Data extracts:
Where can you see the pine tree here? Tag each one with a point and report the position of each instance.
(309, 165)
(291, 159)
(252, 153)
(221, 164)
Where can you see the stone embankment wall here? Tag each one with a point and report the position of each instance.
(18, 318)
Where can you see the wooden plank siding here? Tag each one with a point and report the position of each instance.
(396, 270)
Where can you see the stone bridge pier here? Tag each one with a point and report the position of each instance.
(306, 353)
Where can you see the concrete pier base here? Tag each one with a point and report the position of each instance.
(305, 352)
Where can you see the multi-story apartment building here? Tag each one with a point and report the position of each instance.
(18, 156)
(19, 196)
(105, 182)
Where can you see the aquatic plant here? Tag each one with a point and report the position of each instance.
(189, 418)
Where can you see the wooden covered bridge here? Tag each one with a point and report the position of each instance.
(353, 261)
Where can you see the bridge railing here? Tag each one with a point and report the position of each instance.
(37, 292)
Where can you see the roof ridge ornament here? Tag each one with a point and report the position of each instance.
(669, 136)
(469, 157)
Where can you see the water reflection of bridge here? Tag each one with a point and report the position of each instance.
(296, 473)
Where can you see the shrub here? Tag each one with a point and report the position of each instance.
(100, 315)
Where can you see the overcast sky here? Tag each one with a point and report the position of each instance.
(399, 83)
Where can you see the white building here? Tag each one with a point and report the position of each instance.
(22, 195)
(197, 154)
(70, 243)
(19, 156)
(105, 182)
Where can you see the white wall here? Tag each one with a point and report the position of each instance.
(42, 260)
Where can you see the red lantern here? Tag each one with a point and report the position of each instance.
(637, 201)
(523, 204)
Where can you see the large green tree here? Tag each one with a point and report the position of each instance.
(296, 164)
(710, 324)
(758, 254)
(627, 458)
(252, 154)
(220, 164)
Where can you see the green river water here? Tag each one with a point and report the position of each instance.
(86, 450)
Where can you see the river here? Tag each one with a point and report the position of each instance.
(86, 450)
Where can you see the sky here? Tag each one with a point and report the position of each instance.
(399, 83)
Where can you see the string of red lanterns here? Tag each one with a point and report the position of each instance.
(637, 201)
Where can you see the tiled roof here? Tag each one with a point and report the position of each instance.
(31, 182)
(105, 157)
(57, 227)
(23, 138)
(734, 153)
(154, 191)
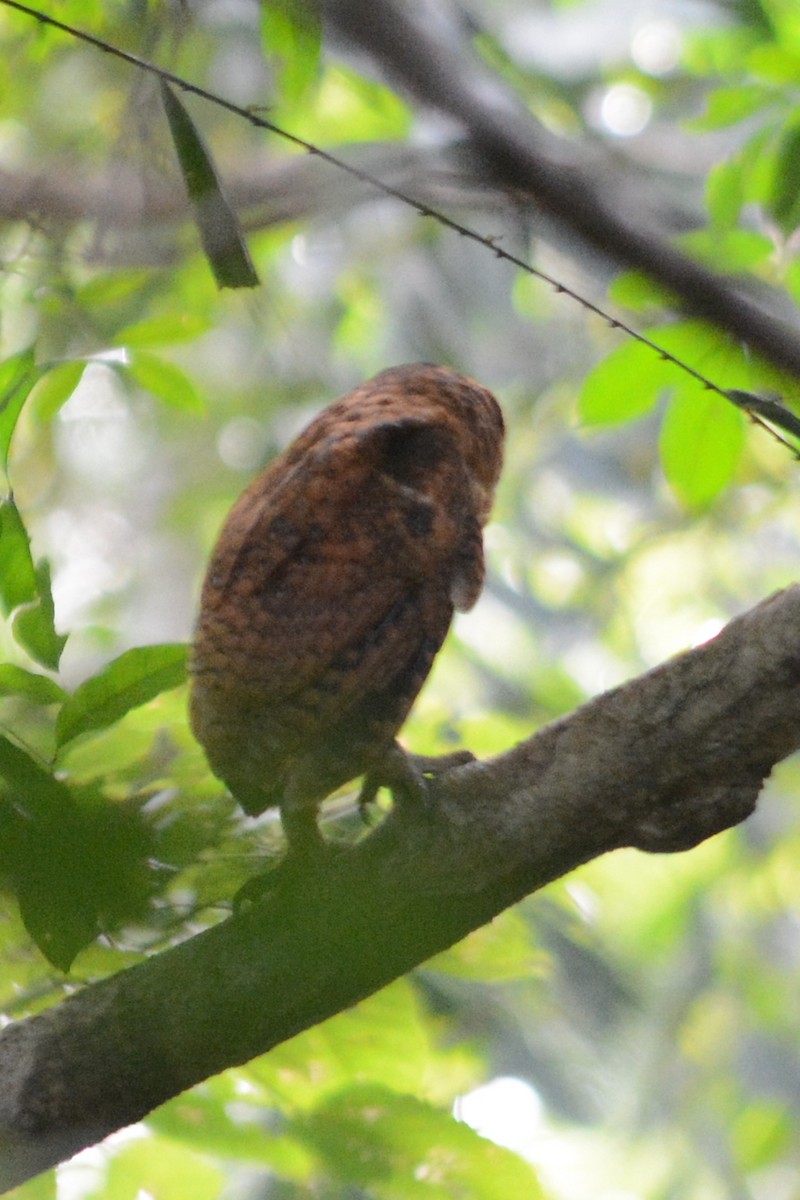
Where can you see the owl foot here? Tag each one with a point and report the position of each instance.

To do:
From the line that contains "Where can you see the string" down to the last line of the material above, every line must be repeated exactly, with pictures removed and both end lines included.

Solution to the problem:
Where can you see the string of red lanterns here? Tag each one with a point and report the position of each instance.
(637, 201)
Where can you see the tiled roof here? Tag each one with a point and report the position of each instance.
(31, 182)
(105, 157)
(57, 227)
(23, 138)
(734, 153)
(154, 191)
Where can you see the owl foot here? Tag each one with a point and report the position of each instance.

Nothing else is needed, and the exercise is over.